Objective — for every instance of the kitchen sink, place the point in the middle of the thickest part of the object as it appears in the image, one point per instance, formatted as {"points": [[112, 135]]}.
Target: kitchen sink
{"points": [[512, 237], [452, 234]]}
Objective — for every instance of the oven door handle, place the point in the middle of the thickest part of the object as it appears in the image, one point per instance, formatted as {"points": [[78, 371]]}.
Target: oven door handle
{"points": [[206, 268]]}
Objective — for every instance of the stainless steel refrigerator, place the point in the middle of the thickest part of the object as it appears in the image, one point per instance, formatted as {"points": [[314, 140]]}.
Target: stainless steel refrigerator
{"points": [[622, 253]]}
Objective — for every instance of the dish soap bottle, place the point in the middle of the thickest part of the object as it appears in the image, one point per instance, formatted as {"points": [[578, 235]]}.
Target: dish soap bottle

--------------------------------------------------

__Directions__.
Write all of the records out again exactly.

__Solution to this exercise__.
Objective — for every instance of the kitchen sink, place the point in the middle of the thickest part of the object as it appears in the image, one point per instance, formatted as {"points": [[112, 135]]}.
Target: kitchen sink
{"points": [[512, 237], [452, 234]]}
Objective — for every instance of the oven door handle, place the point in the middle of the thickest part of the object as it appears in the image, one point per instance, formatted as {"points": [[78, 371]]}.
Target: oven door handle
{"points": [[206, 268]]}
Objective — for every instance of the stainless steel refrigerator, place the point in the middle of the thickest part of the object as it appears in the image, one point per instance, formatted as {"points": [[314, 140]]}.
Target: stainless steel refrigerator
{"points": [[622, 253]]}
Objective — for every instance of the dish soap bottle, place the point in the middle of the thickest part of the object as it appears in the image, one point per instance, formatted as {"points": [[578, 235]]}.
Target: dish soap bottle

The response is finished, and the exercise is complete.